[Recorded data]
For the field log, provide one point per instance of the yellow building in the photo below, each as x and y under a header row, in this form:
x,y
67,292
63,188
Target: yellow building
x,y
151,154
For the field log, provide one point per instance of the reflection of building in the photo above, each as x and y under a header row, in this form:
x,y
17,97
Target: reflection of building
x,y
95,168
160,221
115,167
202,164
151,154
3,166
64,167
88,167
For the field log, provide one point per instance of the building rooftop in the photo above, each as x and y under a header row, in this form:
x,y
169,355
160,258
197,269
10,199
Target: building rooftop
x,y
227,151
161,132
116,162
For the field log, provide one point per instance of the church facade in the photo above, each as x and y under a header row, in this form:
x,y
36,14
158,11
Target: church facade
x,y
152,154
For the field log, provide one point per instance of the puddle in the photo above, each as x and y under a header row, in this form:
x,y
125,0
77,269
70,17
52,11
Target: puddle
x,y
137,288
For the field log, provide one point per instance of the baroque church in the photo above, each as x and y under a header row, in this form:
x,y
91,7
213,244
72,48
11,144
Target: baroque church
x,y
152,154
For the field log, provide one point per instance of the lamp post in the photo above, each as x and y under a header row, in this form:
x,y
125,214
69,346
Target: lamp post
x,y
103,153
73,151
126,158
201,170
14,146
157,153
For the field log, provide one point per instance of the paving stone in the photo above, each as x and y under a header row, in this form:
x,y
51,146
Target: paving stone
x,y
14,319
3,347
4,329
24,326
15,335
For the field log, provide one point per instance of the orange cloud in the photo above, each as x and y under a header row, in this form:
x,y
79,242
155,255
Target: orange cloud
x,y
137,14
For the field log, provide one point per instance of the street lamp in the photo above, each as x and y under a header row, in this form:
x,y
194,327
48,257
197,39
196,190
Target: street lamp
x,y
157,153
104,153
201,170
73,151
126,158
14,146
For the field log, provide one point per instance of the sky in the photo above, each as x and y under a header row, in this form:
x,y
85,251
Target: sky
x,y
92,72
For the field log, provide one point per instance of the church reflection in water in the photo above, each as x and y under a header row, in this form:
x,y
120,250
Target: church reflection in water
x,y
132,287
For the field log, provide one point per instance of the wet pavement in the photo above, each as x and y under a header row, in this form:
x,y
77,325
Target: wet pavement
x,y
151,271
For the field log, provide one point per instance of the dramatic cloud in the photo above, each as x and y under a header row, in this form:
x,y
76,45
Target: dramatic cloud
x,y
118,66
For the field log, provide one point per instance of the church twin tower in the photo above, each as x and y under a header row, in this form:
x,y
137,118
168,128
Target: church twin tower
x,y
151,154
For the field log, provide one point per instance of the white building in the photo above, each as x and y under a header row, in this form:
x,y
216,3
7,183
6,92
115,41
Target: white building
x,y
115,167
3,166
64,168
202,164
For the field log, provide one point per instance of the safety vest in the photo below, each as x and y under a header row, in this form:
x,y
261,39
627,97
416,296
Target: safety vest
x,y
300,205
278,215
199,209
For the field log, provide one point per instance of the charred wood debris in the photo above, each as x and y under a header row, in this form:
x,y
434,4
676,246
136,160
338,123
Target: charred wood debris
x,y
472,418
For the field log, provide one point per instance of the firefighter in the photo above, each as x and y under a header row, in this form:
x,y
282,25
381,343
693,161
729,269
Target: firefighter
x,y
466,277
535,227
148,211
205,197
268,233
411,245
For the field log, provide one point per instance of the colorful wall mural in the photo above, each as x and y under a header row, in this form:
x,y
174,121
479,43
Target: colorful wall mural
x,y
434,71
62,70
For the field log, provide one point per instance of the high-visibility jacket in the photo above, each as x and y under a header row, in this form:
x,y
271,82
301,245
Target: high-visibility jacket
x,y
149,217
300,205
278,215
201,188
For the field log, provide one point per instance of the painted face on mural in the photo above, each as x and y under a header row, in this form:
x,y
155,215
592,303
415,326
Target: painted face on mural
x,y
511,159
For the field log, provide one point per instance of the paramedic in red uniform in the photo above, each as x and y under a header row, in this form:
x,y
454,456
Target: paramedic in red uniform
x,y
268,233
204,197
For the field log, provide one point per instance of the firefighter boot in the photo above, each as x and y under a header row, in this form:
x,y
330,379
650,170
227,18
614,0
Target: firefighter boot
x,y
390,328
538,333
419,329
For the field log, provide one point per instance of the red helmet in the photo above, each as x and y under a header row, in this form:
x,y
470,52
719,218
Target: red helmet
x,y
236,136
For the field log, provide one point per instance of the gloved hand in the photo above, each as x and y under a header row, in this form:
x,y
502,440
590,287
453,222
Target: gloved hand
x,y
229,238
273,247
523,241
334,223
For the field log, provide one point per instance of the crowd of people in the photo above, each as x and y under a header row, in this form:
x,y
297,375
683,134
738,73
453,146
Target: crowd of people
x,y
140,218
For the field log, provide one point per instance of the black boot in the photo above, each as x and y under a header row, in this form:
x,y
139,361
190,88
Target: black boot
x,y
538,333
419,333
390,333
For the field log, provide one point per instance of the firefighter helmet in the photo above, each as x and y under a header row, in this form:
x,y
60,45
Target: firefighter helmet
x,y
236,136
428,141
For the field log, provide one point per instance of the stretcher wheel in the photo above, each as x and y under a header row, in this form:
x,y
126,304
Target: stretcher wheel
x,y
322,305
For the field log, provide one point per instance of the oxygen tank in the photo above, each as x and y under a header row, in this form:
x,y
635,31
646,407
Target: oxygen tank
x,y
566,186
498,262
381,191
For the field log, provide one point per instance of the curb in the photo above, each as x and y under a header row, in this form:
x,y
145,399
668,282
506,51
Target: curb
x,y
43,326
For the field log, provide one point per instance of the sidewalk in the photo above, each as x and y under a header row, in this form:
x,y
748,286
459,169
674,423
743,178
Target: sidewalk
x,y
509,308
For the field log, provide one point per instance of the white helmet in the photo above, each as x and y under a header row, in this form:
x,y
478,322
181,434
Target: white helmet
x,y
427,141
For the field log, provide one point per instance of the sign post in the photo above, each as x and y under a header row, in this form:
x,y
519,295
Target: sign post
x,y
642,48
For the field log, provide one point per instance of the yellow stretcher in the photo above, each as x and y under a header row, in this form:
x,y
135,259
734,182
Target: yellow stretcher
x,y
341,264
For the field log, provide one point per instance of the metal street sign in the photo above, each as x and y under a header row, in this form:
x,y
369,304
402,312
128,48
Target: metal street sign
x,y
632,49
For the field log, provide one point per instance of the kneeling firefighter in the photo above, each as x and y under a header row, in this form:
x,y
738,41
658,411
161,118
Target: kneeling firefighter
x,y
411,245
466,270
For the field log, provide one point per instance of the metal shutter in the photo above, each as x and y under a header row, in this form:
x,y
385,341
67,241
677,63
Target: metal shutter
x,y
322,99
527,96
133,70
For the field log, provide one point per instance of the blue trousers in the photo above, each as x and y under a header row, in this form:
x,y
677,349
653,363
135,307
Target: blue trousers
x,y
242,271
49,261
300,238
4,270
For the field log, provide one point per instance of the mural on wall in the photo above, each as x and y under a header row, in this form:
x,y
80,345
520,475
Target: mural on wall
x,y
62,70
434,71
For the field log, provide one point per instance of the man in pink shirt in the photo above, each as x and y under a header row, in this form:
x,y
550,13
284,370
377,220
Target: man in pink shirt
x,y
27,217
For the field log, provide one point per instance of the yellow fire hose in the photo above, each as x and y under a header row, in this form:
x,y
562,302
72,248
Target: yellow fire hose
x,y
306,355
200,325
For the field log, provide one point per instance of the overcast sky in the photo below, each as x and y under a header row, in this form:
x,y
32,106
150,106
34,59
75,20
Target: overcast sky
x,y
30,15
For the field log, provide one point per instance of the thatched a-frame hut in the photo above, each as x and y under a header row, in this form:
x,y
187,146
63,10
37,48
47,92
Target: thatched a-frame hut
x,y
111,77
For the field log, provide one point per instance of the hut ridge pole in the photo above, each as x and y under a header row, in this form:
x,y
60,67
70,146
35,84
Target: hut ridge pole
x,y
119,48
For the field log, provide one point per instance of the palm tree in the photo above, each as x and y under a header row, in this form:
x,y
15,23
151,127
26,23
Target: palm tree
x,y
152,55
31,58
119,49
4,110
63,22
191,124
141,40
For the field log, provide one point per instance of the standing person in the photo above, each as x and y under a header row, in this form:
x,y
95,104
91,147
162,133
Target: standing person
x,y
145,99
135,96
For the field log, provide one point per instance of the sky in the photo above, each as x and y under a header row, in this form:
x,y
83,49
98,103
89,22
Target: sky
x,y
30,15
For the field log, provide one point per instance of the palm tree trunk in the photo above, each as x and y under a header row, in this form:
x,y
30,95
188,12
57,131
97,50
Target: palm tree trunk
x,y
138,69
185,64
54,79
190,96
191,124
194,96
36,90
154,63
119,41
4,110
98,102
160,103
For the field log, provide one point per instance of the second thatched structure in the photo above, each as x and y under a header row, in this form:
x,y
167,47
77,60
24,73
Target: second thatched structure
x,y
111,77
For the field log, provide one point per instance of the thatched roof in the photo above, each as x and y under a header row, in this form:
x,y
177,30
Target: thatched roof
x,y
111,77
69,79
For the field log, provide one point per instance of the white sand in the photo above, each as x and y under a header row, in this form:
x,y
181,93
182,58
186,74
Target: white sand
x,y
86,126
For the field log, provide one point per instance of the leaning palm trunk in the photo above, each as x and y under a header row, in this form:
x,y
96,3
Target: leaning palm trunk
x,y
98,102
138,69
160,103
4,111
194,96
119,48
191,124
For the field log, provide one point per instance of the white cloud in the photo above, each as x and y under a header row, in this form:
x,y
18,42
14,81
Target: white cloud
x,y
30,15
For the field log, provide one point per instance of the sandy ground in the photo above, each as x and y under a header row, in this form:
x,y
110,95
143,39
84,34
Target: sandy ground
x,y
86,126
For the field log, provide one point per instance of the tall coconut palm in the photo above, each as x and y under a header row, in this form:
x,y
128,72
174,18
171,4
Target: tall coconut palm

→ **TASK DETAILS**:
Using the records given above, list every line that includes the word "below".

→ **REPLY**:
For the field log, provide one point per instance of the yellow building in the photo below, each as x and y under a header row, in this form:
For the field log, provide one point per instance of the safety vest in the photo below, each as x and y under a header row, in this form:
For the field log, provide one point per instance of the overcast sky in the photo below, each as x and y under a header row, in this form:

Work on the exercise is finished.